Text for analysis
++++++++++

This is a matrix with the distances between all restaurants and groceries. Let’s find the closest grocery store to each restaurant and get the distance.

dist_closest_grocery <- sapply(distances,min)

Now we can calculate the distance to the closest grocery store for each restaurant.

restaurant_points <- restaurant_points |> ungroup() |>
  mutate(dist_closest_grocery = dist_closest_grocery)

Let’s see the distribution of distances to the closest grocery store for restaurants.

restaurant_points |> 
  ggplot(aes(x=dist_closest_grocery)) + geom_density() +
  labs(title="Distribution of distances to the closest grocery store for restaurants",
       x="Distance to closest grocery store",y="Density") +
  scale_x_log10()

As we can see, the distribution is skewed to the right, with most restaurants having a grocery store nearby (within 1-2km.).

And put that information in the original data.

restaurants <- data |>
  filter(category == "Restaurants") |>
  left_join(restaurant_points %>% select(PLACEKEY,dist_closest_grocery) ,by="PLACEKEY")

Finally, let’s define a control and treatment group based on the distance to the closest grocery store. Given the distribution above, we choose 1000 meters

delta <- 1000
restaurants <- restaurants |>
  mutate(treatment = ifelse(dist_closest_grocery <= delta,1,0))

and see the number of visits to restaurants in the treated and control groups:

restaurants |> 
  group_by(treatment,DATE_RANGE_START) |>
  summarize(visits = sum(RAW_VISIT_COUNTS,na.rm=T)) |>
  filter(year(DATE_RANGE_START) %in% 2020) |>
  mutate(visits = visits / sum(visits[month(DATE_RANGE_START) %in% 1:2])) |>
  ggplot(aes(x=as.Date(DATE_RANGE_START),y=visits,col=factor(treatment))) +
  geom_line()+
  labs(title="Normalized number of visits to treated and control restaurants",
       x="Date",y="Visits")

++++++++++

Data section
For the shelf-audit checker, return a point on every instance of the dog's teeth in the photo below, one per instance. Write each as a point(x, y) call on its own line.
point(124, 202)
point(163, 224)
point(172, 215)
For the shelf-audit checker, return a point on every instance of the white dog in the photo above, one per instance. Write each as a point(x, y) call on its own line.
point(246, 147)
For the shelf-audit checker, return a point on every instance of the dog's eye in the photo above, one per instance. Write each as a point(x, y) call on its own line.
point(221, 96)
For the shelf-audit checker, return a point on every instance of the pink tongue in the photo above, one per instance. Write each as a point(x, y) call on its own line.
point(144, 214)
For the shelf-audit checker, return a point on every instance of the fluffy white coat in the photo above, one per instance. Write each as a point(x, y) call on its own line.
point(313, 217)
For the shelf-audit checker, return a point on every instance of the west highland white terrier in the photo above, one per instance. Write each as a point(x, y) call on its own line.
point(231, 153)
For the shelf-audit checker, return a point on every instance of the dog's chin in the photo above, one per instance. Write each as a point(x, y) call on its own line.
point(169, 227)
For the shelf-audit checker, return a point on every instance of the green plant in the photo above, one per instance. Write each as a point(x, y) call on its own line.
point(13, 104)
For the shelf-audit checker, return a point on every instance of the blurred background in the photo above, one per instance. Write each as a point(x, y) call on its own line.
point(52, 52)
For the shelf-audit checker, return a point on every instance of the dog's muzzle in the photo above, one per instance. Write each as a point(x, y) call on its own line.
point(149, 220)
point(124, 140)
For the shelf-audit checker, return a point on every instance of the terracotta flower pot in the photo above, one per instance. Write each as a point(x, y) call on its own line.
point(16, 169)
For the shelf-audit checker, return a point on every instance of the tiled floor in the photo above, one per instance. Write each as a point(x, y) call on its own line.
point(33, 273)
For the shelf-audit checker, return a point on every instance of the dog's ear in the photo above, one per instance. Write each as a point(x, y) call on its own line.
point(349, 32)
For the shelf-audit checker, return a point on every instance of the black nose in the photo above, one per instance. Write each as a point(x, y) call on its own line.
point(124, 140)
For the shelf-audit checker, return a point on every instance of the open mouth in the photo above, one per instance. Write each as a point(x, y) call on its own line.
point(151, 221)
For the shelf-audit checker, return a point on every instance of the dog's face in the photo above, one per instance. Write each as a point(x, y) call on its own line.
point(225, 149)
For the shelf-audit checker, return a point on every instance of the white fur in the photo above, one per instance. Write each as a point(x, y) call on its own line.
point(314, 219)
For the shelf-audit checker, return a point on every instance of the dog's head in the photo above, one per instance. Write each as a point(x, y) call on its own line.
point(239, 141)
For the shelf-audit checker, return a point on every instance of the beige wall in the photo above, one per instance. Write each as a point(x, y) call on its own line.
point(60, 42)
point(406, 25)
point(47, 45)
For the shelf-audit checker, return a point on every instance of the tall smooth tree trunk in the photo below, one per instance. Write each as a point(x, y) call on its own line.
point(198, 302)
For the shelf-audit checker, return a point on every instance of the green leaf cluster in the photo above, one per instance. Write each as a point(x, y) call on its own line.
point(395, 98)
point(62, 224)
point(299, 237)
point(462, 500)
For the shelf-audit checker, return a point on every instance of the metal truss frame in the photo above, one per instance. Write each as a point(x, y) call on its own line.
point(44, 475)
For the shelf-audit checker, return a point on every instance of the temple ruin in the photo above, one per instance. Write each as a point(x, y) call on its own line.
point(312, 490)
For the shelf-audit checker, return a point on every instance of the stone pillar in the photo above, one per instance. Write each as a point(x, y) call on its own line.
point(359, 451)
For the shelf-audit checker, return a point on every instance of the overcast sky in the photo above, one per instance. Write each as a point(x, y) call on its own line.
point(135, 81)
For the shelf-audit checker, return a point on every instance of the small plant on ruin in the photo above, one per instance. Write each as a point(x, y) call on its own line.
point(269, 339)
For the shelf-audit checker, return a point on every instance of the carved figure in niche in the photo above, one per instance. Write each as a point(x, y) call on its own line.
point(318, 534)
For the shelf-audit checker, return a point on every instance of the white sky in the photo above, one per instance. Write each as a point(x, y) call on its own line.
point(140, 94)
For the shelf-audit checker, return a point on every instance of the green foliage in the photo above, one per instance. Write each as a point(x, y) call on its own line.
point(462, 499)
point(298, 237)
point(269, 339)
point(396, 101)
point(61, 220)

++++++++++

What this exercise asks
• 1. Copy the grocery-distance walkthrough starting at "dist_closest_grocery <- sapply(distances,min)" and ending at "scale_x_log10()", renaming "restaurant_points" to "rest_locations" throughout.
• 2. Answer these questions using the grocery-distance walkthrough:
(a) Which R function is applied with min to get each restaurant's distance to the closest grocery store?
(b) What scale is applied to the x-axis of the density plot?
(c) What distance, in meters, is chosen as the cutoff for the treatment group?
• 3. Resume the grocery-distance walkthrough from where it stops.
The records are separate material and have no connection to the grocery-distance walkthrough.

Answers for each item
• 1.
dist_closest_grocery <- sapply(distances,min)

Now we can calculate the distance to the closest grocery store for each restaurant.

rest_locations <- rest_locations |> ungroup() |>
  mutate(dist_closest_grocery = dist_closest_grocery)

Let’s see the distribution of distances to the closest grocery store for restaurants.

rest_locations |> 
  ggplot(aes(x=dist_closest_grocery)) + geom_density() +
  labs(title="Distribution of distances to the closest grocery store for restaurants",
       x="Distance to closest grocery store",y="Density") +
  scale_x_log10()

• 2.
(a) sapply
(b) A log10 scale (scale_x_log10)
(c) 1000 meters

• 3.
We can already see that the restaurants with a grocery store nearby have more visits than those without a grocery store.

To evaluate better this causal effect we use Difference-in-differences (DID). It compares the change in the outcome variable in the treatment group before and after the intervention with the change in the control group. The difference between these differences is the causal effect of the intervention. In our case, the intervention the lockdown in March 2020.

Let’s calculate the DID estimator for the effect of groceries on restaurants. We will use the following model:

\[ Y_{it} = \alpha + \beta_1 \text{treatment}_i + \beta_2 \text{post}_t + \beta_3 \text{treatment}_i \times \text{post}_t + \epsilon_{it} \]

where \(Y_{it}\) is the number of visits to restaurant \(i\) at time \(t\), \(\text{treatment}_i\) is a dummy variable that equals 1 if \(i\) is a restaurant and has a grocery store within \(\delta\) meters, \(\text{post}_t\) is a dummy variable that equals 1 after the intervention, and \(\epsilon_{it}\) is the error term.

restaurants <- restaurants |>
  mutate(post = ifelse(DATE_RANGE_START >= as.Date("2020-03-15"),1,0))

Let’s estimate the DID model. Note that we don’t include the treatment effect, because we are using PLACEKEY as a fixed effect.

did_1000 <- restaurants |> 
  filter(year(DATE_RANGE_START) %in% c(2020)) |> 
  fixest::feols(log(RAW_VISITOR_COUNTS) ~ post + treatment:post | PLACEKEY)

etable(did_1000)

                                did_1000
Dependent Var.:  log(RAW_VISITOR_COUNTS)
                                        
post                 -0.7141*** (0.0097)
post x treatment      0.1465*** (0.0118)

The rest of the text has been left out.